Every entry, exactly as given, must be retyped.
-- -- --
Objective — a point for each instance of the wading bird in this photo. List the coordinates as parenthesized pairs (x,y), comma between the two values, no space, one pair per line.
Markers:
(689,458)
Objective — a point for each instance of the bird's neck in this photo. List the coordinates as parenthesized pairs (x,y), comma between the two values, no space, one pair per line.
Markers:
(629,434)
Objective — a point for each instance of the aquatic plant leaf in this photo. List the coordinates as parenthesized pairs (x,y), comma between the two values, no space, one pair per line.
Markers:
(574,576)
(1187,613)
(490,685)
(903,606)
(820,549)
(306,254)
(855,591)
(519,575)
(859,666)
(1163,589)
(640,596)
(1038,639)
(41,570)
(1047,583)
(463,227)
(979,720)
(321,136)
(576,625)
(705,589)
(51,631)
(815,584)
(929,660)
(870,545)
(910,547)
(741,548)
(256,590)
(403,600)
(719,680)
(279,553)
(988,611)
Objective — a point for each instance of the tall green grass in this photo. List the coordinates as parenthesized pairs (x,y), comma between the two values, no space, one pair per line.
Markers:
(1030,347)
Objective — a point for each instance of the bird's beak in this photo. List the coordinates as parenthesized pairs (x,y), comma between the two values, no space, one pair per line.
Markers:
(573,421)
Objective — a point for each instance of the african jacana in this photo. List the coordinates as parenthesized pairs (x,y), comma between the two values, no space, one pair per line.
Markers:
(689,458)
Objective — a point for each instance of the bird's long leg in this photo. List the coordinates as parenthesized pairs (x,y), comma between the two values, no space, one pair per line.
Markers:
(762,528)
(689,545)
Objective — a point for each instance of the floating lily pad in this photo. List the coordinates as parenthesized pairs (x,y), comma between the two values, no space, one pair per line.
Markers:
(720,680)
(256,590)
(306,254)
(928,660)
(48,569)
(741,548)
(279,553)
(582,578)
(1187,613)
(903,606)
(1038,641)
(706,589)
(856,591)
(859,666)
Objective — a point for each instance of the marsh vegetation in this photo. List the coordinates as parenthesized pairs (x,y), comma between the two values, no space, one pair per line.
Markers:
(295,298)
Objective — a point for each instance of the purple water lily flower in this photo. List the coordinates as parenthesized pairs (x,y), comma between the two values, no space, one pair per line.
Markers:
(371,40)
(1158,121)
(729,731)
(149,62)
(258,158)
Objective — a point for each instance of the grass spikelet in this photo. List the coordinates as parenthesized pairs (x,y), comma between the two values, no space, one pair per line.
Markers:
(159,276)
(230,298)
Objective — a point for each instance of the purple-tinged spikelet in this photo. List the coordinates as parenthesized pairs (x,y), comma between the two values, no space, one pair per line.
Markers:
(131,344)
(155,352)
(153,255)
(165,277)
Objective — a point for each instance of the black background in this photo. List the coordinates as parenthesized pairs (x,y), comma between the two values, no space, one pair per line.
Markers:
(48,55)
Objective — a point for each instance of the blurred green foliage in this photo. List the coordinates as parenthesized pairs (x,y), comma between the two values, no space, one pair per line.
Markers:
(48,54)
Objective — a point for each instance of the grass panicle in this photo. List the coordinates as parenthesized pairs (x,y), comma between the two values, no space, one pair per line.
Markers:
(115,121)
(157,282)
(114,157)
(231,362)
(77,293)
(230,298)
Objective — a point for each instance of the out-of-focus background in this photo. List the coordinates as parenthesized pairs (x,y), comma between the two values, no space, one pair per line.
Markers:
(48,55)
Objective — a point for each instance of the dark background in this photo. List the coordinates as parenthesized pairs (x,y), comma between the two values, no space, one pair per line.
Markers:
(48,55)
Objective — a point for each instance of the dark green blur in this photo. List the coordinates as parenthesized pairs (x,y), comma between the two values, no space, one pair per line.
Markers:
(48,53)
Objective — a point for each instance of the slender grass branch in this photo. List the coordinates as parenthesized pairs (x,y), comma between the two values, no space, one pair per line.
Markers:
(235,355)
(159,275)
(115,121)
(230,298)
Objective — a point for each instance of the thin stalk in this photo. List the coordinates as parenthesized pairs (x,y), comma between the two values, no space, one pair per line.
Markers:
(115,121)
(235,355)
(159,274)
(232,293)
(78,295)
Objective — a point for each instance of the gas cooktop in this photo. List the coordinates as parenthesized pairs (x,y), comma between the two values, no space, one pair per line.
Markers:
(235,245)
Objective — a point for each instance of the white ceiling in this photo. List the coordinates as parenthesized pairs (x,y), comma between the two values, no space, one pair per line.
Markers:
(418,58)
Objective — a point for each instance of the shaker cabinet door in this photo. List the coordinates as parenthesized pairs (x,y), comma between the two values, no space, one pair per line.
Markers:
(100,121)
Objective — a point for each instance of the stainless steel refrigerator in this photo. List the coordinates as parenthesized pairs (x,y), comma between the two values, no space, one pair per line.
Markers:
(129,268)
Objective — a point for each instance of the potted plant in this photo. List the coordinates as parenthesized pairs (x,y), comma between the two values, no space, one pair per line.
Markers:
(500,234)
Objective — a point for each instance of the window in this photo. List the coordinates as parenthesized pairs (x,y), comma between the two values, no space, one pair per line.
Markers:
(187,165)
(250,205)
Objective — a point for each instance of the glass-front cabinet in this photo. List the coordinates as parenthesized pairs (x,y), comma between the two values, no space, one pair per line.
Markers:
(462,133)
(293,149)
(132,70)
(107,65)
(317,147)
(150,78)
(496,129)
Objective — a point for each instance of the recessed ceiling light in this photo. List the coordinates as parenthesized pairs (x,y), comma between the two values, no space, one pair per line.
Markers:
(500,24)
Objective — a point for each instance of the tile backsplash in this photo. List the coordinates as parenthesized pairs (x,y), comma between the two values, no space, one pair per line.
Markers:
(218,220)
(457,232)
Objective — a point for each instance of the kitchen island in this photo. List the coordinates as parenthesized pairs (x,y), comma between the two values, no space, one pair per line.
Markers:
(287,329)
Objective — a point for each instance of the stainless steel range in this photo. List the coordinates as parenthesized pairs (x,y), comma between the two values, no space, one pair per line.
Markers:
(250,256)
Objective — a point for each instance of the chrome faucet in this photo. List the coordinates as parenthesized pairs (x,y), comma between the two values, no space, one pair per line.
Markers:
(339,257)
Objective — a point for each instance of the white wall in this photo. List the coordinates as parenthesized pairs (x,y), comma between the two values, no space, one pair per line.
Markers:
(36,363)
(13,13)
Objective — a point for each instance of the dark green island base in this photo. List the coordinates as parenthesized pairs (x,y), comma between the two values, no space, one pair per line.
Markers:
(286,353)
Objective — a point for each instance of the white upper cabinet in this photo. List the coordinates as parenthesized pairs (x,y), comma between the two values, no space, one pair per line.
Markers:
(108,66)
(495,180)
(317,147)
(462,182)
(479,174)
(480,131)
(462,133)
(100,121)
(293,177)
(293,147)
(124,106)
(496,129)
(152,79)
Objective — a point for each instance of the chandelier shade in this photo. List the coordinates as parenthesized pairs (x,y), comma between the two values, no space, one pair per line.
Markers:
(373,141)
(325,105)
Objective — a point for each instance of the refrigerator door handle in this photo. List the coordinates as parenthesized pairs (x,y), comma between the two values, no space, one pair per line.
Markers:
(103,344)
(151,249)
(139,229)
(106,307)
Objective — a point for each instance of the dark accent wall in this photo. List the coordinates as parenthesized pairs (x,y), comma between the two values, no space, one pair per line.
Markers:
-- -- --
* [Written response]
Objective — a point for each instance of the wading bird in this photo. List the coordinates as parenthesized pairs (x,y), comma between the two values, no space, one pair per line.
Markers:
(689,458)
Objective — a point for each instance of the bird's neck in this photo. List the coordinates as parenthesized pairs (x,y), comma between the two values, no space, one pair per line.
Markers:
(629,434)
Objective — a point for each instance of the aquatic plant leaf in this photo. List the coordinates as parenthesized pairs (x,y), comma between the two values, no space, one pair per line.
Markers:
(574,576)
(1187,613)
(490,685)
(903,606)
(820,549)
(306,254)
(855,591)
(519,575)
(859,666)
(1163,589)
(640,596)
(1038,639)
(41,570)
(1047,583)
(463,227)
(979,720)
(321,136)
(576,625)
(705,589)
(51,631)
(815,584)
(929,660)
(870,545)
(910,547)
(741,548)
(256,590)
(403,600)
(719,680)
(279,553)
(988,611)
Objective — a point for each instance of the tall green grass in this photo. List the coordinates as parenthesized pairs (x,y), comma between the two values, no space, one pair per line.
Markers:
(1030,347)
Objective — a point for each instance of the bird's beak in this photo. List the coordinates as parenthesized pairs (x,y), comma between the two values, no space, one pair per line.
Markers:
(573,421)
Objective — a point for each instance of the african jacana in this photo. List the coordinates as parenthesized pairs (x,y), comma between the two values, no space, one pair per line.
Markers:
(689,458)
Objective — a point for each instance of the bird's long leg in this photo. List the coordinates as parenthesized pairs (x,y), comma between the two values, no space, one pair per line.
Markers:
(762,528)
(689,545)
Objective — a point for each instance of the floating lily pad in this photo. List the coordinates as parenthesized pairs (x,y), comma between the two values, no space, one pair per line.
Markers:
(720,680)
(256,590)
(306,254)
(928,660)
(48,569)
(741,548)
(279,553)
(582,578)
(1187,613)
(903,606)
(1038,641)
(706,589)
(856,591)
(859,666)
Objective — a point for each instance of the marsh vegetation in this photo. List the coordinates as parenthesized pairs (x,y), comma between the two values, no space, one pair per line.
Markers:
(295,298)
Objective — a point for each instance of the purple water lily flower in this photo. List the coordinates as parenthesized pairs (x,y), comma between the two values, no space, one pair per line.
Markers:
(371,40)
(1158,121)
(729,731)
(149,62)
(258,158)
Objective — a point for each instance of the grass spikelet in this photo. List the coordinates as parenthesized pairs (x,y), comma between the two values, no space, one pair per line.
Markers:
(159,276)
(230,298)
Objective — a point for each instance of the purple-tinged spikelet in this photo. List the coordinates as parenthesized pairs (x,y), comma between the two values, no space, one pair per line.
Markers:
(131,344)
(155,352)
(153,255)
(165,277)
Objective — a point for each instance of the black background in this photo. List the coordinates as parenthesized pairs (x,y), comma between the two values, no space, one pair per line.
Markers:
(48,55)
Objective — a point for each instance of the blurred green foliage in this photo. List the coordinates as parenthesized pairs (x,y), comma between the two values, no space, one pair per line.
Markers:
(48,54)
Objective — a point for each instance of the grass panicle in this photo. List the coordinates as parenthesized pairs (x,y), comma between the two values, no space, one pair per line.
Markers:
(115,121)
(157,282)
(114,157)
(231,362)
(77,293)
(230,298)
Objective — a point for each instance of the out-of-focus background in this photo. List the coordinates as parenthesized pairs (x,y), comma between the two values, no space, one pair per line.
Markers:
(48,55)
Objective — a point for each instance of the dark background in this photo. List the coordinates as parenthesized pairs (x,y), comma between the two values, no space, one pair per line.
Markers:
(48,55)
Objective — a point for each instance of the dark green blur in this photo. List the coordinates as parenthesized pairs (x,y), comma between the two values, no space, one pair per line.
Markers:
(48,53)
Objective — a point for each instance of the slender grass branch in this photo. List the coordinates as parenthesized pairs (x,y), comma between the two values, no space, one pair per line.
Markers:
(235,355)
(159,275)
(115,121)
(230,298)
Objective — a point for each instance of the thin stalk in this photo. List the coordinates as parenthesized pairs (x,y), comma between the two values, no space, one pair per line.
Markers:
(115,121)
(235,355)
(159,274)
(232,293)
(78,295)
Objective — a point for each instance of the gas cooktop in this photo. List the coordinates as parenthesized pairs (x,y), comma between the two values, no space, one pair per line.
Markers:
(235,245)
Objective — a point for each instance of the white ceiling in this photo. List the coordinates as parenthesized pairs (x,y), comma between the two values, no space, one pair per line.
Markers:
(418,58)
Objective — a point for each instance of the shaker cabinet door in this photo. List the coordinates as parenthesized pairs (x,y), comma between the two values, no space, one pair per line.
Markers:
(100,121)
Objective — a point for each instance of the stainless steel refrigerator in this photo. List the coordinates as parenthesized pairs (x,y), comma between the two values, no space, one pair per line.
Markers:
(129,268)
Objective — a point for each instance of the potted plant in this photo. List the coordinates as parenthesized pairs (x,y), comma between the two values, no space, one pair per line.
Markers:
(500,234)
Objective — a point for each instance of the window in this photo. List the coordinates as parenthesized pairs (x,y), comma between the two values, no space, one pair per line.
Markers:
(187,165)
(250,205)
Objective — a point for each instance of the glass-front cabinet in this photo. List the coordinates as parenthesized pairs (x,y), comma between the two values, no space, one pair per line.
Markers:
(462,133)
(293,149)
(132,70)
(107,65)
(317,147)
(150,78)
(496,129)
Objective — a point for each instance of the recessed ceiling light in this photo. List the coordinates as parenthesized pairs (x,y), comma between the two values, no space, one pair per line.
Markers:
(500,24)
Objective — a point for each instance of the tile backsplash in this photo. List the coordinates as parenthesized pairs (x,y), comma between the two values, no space, one pair per line.
Markers:
(218,220)
(457,232)
Objective — a point for each instance of the kitchen island in this photo. List the coordinates as parenthesized pairs (x,y), comma between the two values, no space, one pair per line.
Markers:
(287,329)
Objective — a point for each instance of the stainless steel range in this photo. List the coordinates as parenthesized pairs (x,y), comma between the two values, no space, one pair per line.
Markers:
(250,256)
Objective — a point for each instance of the chrome faucet in this photo. List the coordinates as parenthesized pairs (x,y), comma between the two values, no space, one pair per line.
Markers:
(339,257)
Objective — a point for each instance of the white wall in this photo. List the coordinates as parenthesized pairs (x,y), comma between the two values, no space, one pair per line.
Markers:
(36,363)
(13,13)
Objective — a point for each instance of the dark green island base in this photo. List the coordinates as parenthesized pairs (x,y), comma between the two values, no space, one pair per line.
Markers:
(286,353)
Objective — a point for each instance of the white upper cabinet in this photo. List the coordinates as parenthesized pairs (x,y), comma between the two values, no space, one pair per line.
Markers:
(108,66)
(495,180)
(317,147)
(462,182)
(479,174)
(480,131)
(462,133)
(100,121)
(293,177)
(293,147)
(124,106)
(496,129)
(152,79)
Objective — a point for each instance of the chandelier shade in this photo. List the coordinates as parenthesized pairs (x,y), comma between the two values, no space, one pair per line.
Markers:
(373,141)
(325,105)
Objective — a point for each instance of the refrigerator door handle in this photo. List the coordinates as parenthesized pairs (x,y), comma between the two values, no space, one pair per line.
Markers:
(103,344)
(151,249)
(139,229)
(106,307)
Objective — a point for each instance of the dark accent wall in this photo. List the coordinates as parenthesized pairs (x,y), comma between the two values, no space, one pair per line.
Markers:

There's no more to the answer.